Exercise directions:
Gather every line below where "Target" appears.

- Opening Delimiter -

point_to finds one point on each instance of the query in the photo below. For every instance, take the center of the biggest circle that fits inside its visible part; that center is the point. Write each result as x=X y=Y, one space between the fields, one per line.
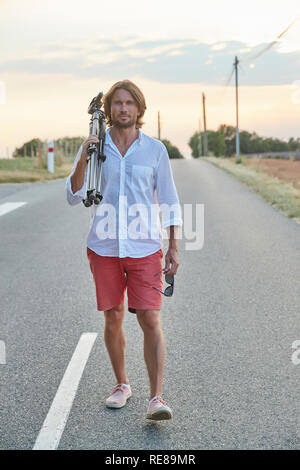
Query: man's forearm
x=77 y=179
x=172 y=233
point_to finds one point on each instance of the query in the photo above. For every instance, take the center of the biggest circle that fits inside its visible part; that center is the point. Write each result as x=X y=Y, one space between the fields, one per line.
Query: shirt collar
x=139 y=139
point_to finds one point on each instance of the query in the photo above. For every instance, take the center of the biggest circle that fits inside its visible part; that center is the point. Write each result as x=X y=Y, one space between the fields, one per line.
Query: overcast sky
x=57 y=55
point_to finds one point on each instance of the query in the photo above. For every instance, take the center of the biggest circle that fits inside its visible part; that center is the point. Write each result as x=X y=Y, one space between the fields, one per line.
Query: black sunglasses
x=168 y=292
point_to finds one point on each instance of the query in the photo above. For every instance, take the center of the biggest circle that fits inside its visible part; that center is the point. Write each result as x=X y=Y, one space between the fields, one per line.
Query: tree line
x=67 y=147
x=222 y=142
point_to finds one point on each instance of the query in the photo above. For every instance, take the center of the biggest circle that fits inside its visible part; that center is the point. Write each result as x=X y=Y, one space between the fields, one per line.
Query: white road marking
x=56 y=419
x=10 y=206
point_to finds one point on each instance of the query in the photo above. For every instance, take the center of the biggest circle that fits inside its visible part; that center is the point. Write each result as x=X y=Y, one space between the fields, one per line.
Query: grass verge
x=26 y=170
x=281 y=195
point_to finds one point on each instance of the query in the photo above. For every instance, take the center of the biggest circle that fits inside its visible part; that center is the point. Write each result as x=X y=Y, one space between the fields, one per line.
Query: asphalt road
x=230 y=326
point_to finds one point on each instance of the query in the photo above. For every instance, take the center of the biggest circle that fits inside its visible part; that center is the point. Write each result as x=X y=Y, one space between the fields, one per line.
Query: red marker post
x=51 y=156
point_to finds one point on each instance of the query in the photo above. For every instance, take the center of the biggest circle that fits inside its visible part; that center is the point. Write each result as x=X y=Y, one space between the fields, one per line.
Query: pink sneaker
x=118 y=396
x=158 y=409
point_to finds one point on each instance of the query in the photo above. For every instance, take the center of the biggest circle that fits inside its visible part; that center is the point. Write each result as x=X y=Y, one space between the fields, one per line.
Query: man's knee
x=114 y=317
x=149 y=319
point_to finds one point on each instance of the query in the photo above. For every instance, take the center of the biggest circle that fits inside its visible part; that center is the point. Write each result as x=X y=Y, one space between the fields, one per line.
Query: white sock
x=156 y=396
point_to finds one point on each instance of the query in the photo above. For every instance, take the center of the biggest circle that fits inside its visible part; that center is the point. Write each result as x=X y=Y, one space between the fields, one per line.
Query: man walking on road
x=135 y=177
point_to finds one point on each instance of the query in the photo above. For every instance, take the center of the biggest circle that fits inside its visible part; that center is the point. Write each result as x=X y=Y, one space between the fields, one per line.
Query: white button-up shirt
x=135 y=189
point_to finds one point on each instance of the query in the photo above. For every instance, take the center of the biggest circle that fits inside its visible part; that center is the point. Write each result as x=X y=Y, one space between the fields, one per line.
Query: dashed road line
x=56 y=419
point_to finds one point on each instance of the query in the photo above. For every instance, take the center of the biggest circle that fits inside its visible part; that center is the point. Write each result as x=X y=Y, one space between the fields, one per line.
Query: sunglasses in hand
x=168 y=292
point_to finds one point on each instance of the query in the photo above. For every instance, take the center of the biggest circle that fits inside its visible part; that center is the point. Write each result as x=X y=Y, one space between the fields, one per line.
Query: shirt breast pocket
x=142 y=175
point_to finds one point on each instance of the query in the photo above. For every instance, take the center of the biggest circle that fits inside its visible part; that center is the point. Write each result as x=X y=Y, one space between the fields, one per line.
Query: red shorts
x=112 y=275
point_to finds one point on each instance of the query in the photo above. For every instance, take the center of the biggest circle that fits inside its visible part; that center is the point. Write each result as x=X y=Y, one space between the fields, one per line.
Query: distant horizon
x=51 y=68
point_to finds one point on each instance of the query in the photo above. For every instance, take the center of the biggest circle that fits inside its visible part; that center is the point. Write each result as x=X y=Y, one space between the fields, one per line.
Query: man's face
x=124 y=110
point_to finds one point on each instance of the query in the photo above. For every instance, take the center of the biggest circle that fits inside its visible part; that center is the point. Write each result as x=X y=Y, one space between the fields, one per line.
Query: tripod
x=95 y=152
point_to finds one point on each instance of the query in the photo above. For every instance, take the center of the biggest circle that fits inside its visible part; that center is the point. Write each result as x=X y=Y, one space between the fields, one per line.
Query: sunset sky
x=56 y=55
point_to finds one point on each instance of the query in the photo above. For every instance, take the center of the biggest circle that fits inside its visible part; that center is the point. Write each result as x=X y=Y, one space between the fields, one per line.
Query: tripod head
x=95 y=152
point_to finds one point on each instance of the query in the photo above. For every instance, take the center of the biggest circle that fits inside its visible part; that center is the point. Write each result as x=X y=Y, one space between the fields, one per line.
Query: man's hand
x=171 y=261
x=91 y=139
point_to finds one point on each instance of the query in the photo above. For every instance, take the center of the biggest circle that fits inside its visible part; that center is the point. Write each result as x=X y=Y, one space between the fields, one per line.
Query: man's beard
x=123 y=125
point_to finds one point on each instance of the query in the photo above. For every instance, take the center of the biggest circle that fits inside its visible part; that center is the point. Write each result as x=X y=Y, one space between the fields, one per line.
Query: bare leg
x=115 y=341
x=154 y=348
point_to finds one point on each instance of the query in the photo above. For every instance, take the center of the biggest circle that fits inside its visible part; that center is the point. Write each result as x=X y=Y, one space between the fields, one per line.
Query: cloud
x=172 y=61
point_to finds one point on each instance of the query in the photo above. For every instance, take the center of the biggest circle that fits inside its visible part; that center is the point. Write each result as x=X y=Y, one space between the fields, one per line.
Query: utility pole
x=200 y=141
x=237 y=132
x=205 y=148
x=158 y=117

- Closing Delimiter -
- Opening Delimiter -

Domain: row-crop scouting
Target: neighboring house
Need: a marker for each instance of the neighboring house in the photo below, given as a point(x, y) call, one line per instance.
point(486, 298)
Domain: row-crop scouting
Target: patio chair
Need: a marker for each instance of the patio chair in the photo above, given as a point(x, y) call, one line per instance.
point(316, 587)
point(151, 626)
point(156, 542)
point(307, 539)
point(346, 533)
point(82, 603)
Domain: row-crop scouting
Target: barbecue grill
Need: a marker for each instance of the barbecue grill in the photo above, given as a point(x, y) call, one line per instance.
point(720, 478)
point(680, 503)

- Closing Delimiter -

Solution to this exercise:
Target: neighboring house
Target: patio chair
Target: barbecue grill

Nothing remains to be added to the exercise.